--- START OF Source ---

Social networking for social movements
hi folks,
I make websites as a job and currently I'm working with riseup.net collective (not as member, but independent contractor, meh) to program social network software for anarchists, organizers and activists. It's called crabgrass (the bane of suburban lawns and the true grassroots). I write the code (in Ruby on Rails, javascript, erb html and sass if you care), which is deployed by other people to create social networks. We call crabgrass a 'social organizing platform'
Riseups own network can be found at we.riseup.net
We have about 4000-5000 users on the network and many groups. But don't have good data how active people are on our network and how it is used.
I would greatly appreciate if the clever communists of libcom took the time to check out this website and to criticize it. Create an account, find some groups, be the first to create a group for your organization and play around with the different types of pages. Officially we're still in 'alpha' stage, so have a heart if you find a glitch (and PM it to me)
The main idea is you have users, who join groups. Anyone can create a group. Several groups can combine themselves into a network. Each user can create Pages, a page can be an image upload, a wiki, a survey, a gallery, a discussion page (like a very simple forum thread), a page where other users can vote on a question, an event calendar (work in progress), etc. Each page is attached to either a user, a group or a network and has a list of groups, users and networks which are allowed to see it or modify it. Each user has a personal page a bit like facebook.
Like any software, this is tailored for a particular use and our hope is that it can be useful for workplace and social organizing. There are many political assumptions in how we coded this software, starting with security and anonymity as prime concerns and ending with several types opinion poll pages, one of which is inspired by the consensus process. It's called 'approval vote'. There, any participants can create any number of proposals and other participants can check each proposals as 'good', 'ok', 'bad', 'no'. It works nicely because you can see peoples names next to each choice for each proposal and can see a good layout of what people think. Another type of opinion poll is a 'ranked vote', where people sort the proposals in order of preference. This would take a long time to tabulate in a real life meeting, but on crabgrass a poll could be created for a couple of days and people can respond whenever they have time.
The 'ranked vote' tool is pretty useful for deciding on meeting times (crabgrass developers have used internally), but that only needs to be done once in a long while and for most people it might just be easier to call on the phone (especially since many don't have/don't like the internet). Bigger decisions need to be made in real meetings anyway. We have tools for uploading files and images, which I found useful for sharing files with other people who don't even need to know anything about crabgrass. Our most popular type of page is the wiki, which is highly developed and pretty full featured.
The large reason I'm writing post is because I have never used these tools except for organizing the development of crabgrass itself. But I haven't been involved in class-struggle anarchist movement that long either. So the input from people who have done it is very value.

--- END OF Source ---
--- START OF Entries shown ---

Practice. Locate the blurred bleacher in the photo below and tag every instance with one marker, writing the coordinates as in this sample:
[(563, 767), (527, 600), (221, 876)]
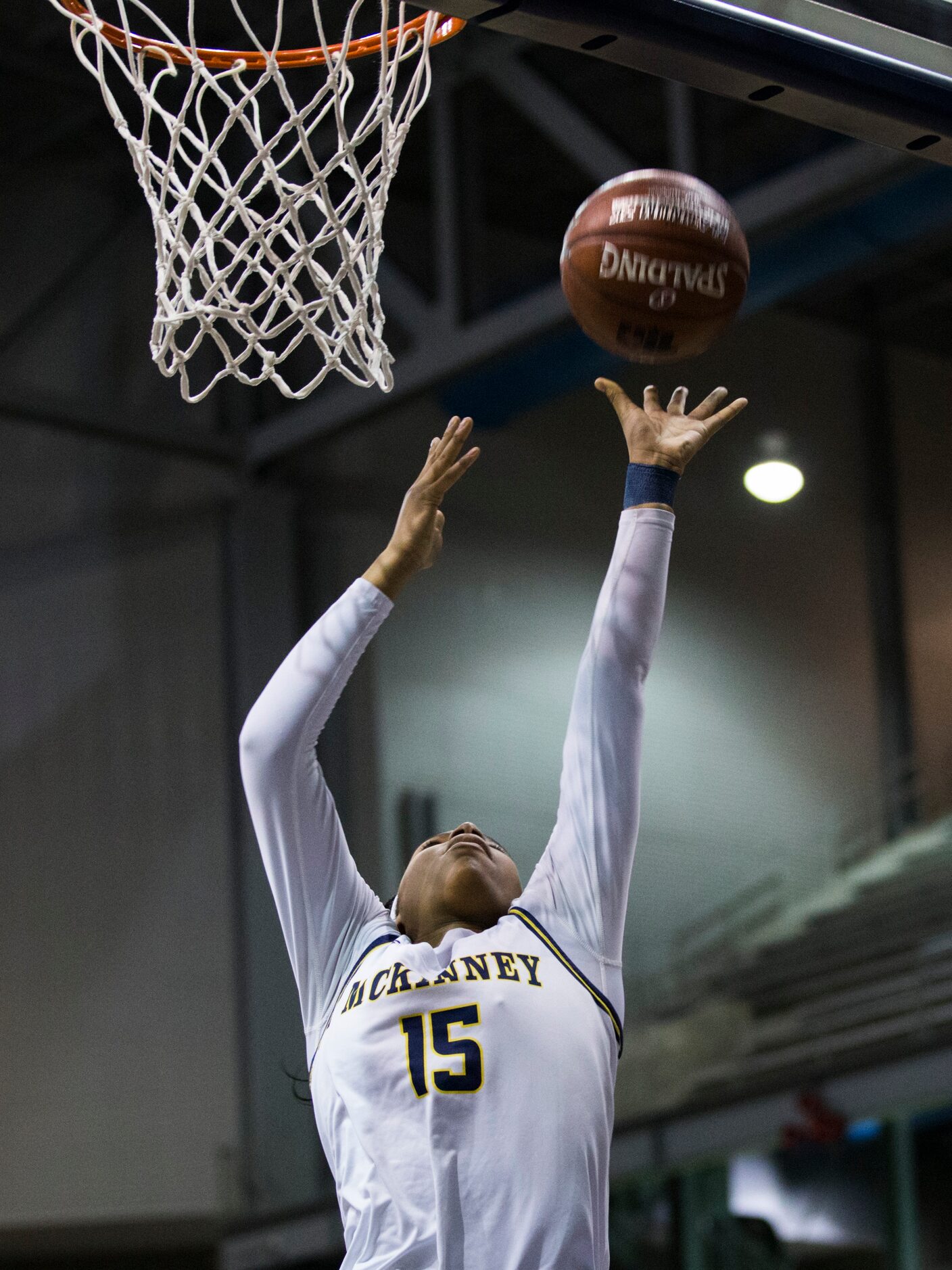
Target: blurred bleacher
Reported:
[(855, 974)]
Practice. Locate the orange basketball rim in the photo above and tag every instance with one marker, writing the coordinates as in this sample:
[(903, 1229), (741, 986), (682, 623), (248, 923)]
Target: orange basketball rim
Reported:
[(364, 46)]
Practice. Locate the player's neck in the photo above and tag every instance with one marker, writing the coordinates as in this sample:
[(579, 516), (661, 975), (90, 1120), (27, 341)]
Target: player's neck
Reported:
[(439, 933)]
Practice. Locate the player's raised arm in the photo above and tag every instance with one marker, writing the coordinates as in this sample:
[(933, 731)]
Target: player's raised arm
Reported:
[(583, 876), (328, 912)]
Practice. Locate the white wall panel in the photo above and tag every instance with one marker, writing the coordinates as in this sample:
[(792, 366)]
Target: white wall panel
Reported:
[(117, 1077)]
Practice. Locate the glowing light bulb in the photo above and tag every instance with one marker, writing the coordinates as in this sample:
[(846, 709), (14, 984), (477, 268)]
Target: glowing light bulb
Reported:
[(774, 481)]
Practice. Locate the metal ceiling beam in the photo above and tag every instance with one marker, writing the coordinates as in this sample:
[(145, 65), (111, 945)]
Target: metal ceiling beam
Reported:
[(558, 118), (813, 186), (804, 191)]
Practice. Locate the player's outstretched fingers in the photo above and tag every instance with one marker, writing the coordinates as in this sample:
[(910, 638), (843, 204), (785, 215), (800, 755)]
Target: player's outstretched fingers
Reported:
[(452, 475), (709, 406), (717, 421), (680, 399)]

--- END OF Entries shown ---

Tasks for this exercise:
a) Answer these questions using the post about crabgrass:
(i) About how many users does the network have?
(ii) Which type of page is the most popular?
(iii) In an 'approval vote', which four choices can participants check for each proposal?
b) Decide whether each statement agrees with the post about crabgrass, and quote the words from the post that settle it:
(i) Crabgrass is officially still in the alpha stage.
(ii) The writer is a member of the riseup.net collective.
(iii) Crabgrass developers have used the 'ranked vote' tool internally.
Nothing in the listing above is needed here.

Outputs in order:
a)
(i) About 4000-5000 users.
(ii) The wiki.
(iii) 'good', 'ok', 'bad' and 'no'.

b)
(i) Yes: "Officially we're still in 'alpha' stage"
(ii) No: "not as member, but independent contractor"
(iii) Yes: "crabgrass developers have used internally"